Dataset –
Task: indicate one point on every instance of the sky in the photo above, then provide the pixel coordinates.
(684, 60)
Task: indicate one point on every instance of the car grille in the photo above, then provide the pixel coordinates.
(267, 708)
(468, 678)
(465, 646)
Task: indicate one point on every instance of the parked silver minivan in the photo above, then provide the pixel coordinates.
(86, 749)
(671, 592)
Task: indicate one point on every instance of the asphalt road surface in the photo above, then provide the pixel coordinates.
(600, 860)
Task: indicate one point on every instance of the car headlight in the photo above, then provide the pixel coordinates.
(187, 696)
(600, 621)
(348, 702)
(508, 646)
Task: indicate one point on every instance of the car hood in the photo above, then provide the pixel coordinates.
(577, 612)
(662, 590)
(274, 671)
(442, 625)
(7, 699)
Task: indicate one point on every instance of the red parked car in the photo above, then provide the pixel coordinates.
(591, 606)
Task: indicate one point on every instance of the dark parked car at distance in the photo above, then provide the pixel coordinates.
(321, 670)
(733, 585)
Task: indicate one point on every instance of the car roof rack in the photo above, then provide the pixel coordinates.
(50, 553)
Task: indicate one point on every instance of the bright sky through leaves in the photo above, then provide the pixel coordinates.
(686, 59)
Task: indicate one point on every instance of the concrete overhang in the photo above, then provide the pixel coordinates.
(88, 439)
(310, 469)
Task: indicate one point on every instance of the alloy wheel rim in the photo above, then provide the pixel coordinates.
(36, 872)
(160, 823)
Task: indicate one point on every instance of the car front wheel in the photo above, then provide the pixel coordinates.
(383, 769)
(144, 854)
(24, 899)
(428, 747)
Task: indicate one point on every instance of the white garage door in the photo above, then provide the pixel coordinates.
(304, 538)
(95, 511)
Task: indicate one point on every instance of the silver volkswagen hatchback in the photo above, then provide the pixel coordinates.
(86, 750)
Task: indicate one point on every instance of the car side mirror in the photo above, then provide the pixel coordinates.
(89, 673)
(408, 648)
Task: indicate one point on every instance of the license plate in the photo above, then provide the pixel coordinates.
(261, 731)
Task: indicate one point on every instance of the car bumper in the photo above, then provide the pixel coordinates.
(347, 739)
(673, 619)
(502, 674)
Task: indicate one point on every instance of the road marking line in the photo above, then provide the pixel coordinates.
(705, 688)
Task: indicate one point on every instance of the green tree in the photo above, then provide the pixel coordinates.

Set exercise –
Quote all of the records above word for word, with no changes.

Exercise answer –
Task: indicate one point on every instance of the sky in the photo above, then provide the pixel coordinates.
(684, 60)
Task: indicate one point on every instance of the car grille in the photo above, then provide the pixel coordinates.
(267, 708)
(468, 678)
(465, 646)
Task: indicate one point on every instance of the parked silver minivan in the photo above, then provide the pixel coordinates.
(86, 749)
(671, 592)
Task: indicate one point on every instance of the asphalt road surface in the photo above, then provide the pixel coordinates.
(600, 860)
Task: indicate one point on every instance of the car headlight in the photo above, then provide the pixel coordinates.
(187, 696)
(600, 621)
(348, 702)
(508, 646)
Task: indicate one point on every instance of the car hood in the photo above, then provide the pixel coordinates.
(577, 612)
(662, 590)
(274, 671)
(442, 625)
(7, 699)
Task: indicate one point on every instance of the red parked car in the photo above, then provide the pixel coordinates.
(591, 606)
Task: indicate one point on every instance of the dark parked car at distance in the photo above, then provide the pixel coordinates.
(321, 670)
(733, 585)
Task: indicate one point on every instance of the car roof rack in the photo above, then provide the pixel coordinates.
(50, 553)
Task: indicate one point on every instance of the bright sky through leaves in the photo above, then provide the pixel coordinates.
(686, 59)
Task: indicate one point on every instance of the concrete overhang in the photo above, then provide the pixel coordinates.
(88, 439)
(310, 469)
Task: indicate one point on every instance of the alloy wheel rim in the photo above, then provide the pixel coordinates.
(36, 872)
(160, 823)
Task: indicate one point on every instance of the car front wheel in the photo above, then provide the pixel coordinates.
(383, 769)
(144, 854)
(24, 899)
(428, 747)
Task: indicate one point on every instance of the white garage door in the photo above, then provide the pixel coordinates.
(304, 538)
(95, 511)
Task: indicate one point on every instance of the silver volkswagen hatchback in the photo above, then provide the pixel coordinates.
(86, 750)
Task: indicate one point on every instance of the car side mirror in the photo above, then provide the pixel coordinates.
(89, 673)
(408, 648)
Task: indicate one point on every instance of the license plate in the photo above, then provide the pixel coordinates.
(261, 731)
Task: indicate one point on every instance of the car bumper in the photo above, then provide the pixel coordinates.
(347, 739)
(673, 619)
(502, 674)
Task: indicate one point on every instance of the road marking line in the photo above, then provide the pixel coordinates.
(705, 688)
Task: indicate one point on every instance of the green tree in the photo above, then provide the pixel coordinates.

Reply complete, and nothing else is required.